▶ **Exercise aim**:
Reproduce every line of the data below without any changes.

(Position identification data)
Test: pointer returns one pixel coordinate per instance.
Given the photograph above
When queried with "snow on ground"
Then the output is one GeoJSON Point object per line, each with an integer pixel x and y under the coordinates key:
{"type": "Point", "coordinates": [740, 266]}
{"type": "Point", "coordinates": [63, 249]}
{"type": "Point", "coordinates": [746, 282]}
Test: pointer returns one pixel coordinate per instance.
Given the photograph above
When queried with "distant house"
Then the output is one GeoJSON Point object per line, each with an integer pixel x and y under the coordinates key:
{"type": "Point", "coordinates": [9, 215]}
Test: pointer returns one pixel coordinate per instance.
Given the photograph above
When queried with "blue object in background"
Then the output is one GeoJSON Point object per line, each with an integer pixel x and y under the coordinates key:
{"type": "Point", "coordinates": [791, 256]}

▶ **Answer to this problem**:
Test: pointer returns one pixel coordinate per instance.
Given the photograph above
When queried with "snow on ground"
Then the output is one GeoJSON Point object per line, each with an integer pixel x and y under the coordinates key:
{"type": "Point", "coordinates": [740, 266]}
{"type": "Point", "coordinates": [63, 249]}
{"type": "Point", "coordinates": [746, 282]}
Test: pointer returns one pixel coordinate per instance.
Given the photograph above
When queried with "distant house"
Then the output is one GeoJSON Point object per line, each with an integer pixel x and y under the coordinates key:
{"type": "Point", "coordinates": [9, 215]}
Test: pointer returns one pixel coordinate per instance.
Given the photograph above
When queried with "blue object in background"
Then the output is one GeoJSON Point object per line, each with an integer pixel x and y under the coordinates key:
{"type": "Point", "coordinates": [791, 256]}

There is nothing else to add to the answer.